A two-dimensional finite element model was developed to predict water flow and nitrogen species transport and transformation in variably saturated soil. In the finite element analysis various numerical algorithms were examined to evaluate methods of improving the efficiency of the traditional finite element approach. Results indicate that when undeformed linear rectangular elements or linear triangular elements were used, the method of influence coefficients is more efficient than traditional numerical integration method in evaluating the element matrices while maintaining accuracy. Also with moderately nonlinear flow problems, use of a fourth order Runge-Kutte method produced improved efficiency over fixed or variable time step schemes for time integration. Hysteretic simulations with air entrapment showed that effects of hysteresis are greatly enhanced by the presence of air entrapment due to large differences in water contents between different saturation paths. Flux-controlled boundary conditions produced negligible hysteretic effects while maximum effects were caused under potential type boundary conditions. The magnitude of hysteretic effects are also affected by the definition of initial condition. Heterogeneity in the porous medium tends to reduce hysteretic effects. The finite element model developed to solve the convective-dispersive equation for nitrogen transport utilized an upstream weighting scheme to reduce numerical oscillation associated with low dispersion coefficients. The accuracy and validity of the model were evaluated using both published and field data. The results indicate overall predictions of various nitrogen fractions are quite sensitive to the first order nitrification rate. However, use of kinetic constants based on published results in the literature, especially in the absence of detailed field investigations, may still be sufficient to provide dependable results through simulations. Hysteresis greatly affects the transport of nitrogen species under potential type boundary conditions, but these effects are reduced substantially in the presence of high intensity line sources. Under such circumstances, it is sufficient to neglect hysteresis and use either the main drainage or the main wetting branch of the pressure-saturation relationship for simulations. / Ph. D.

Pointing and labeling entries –
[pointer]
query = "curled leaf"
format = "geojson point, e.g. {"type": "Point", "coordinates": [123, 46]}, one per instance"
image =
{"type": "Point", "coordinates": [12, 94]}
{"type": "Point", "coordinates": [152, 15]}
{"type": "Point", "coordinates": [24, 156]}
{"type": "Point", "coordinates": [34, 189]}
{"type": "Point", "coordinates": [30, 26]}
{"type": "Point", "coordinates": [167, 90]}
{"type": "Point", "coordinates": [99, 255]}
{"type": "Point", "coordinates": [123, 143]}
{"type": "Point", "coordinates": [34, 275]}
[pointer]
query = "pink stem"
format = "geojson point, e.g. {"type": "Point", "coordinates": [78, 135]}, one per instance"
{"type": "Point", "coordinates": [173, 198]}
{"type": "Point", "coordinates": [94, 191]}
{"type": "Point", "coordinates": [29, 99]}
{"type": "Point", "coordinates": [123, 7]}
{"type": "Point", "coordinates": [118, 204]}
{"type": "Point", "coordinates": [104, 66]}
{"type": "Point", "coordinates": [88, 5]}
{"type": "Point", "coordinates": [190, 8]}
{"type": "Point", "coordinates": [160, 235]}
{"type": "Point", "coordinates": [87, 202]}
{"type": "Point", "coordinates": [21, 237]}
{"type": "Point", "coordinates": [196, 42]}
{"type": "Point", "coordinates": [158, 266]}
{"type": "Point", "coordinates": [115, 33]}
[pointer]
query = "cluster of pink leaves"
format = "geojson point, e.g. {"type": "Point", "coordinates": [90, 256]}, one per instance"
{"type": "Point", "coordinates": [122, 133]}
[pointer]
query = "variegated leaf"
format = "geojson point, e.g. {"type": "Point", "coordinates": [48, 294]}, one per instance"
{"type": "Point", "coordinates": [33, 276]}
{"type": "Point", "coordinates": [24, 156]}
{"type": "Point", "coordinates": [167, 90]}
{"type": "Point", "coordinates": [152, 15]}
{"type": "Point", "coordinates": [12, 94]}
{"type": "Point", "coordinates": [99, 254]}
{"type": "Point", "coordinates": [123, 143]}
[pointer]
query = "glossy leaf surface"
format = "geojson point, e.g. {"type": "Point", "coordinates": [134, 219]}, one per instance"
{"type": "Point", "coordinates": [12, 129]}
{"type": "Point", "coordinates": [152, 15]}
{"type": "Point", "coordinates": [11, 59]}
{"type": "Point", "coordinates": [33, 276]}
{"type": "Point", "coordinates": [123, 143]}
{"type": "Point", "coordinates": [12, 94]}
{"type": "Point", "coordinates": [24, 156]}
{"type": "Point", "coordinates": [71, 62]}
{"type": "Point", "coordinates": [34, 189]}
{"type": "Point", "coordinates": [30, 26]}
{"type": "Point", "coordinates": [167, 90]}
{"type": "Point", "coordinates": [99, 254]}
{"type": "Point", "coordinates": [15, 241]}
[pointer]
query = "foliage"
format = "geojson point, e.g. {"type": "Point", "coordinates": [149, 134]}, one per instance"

GIVEN PROBLEM –
In the soil water and nitrogen model text above the lines:
(a) Which type of boundary condition produced negligible hysteretic effects?
(b) What scheme did the nitrogen transport model use to reduce numerical oscillation?
(c) To which rate are the overall predictions of nitrogen fractions quite sensitive?

OUTPUT FOR THIS TASK –
(a) Flux-controlled boundary conditions
(b) An upstream weighting scheme
(c) The first order nitrification rate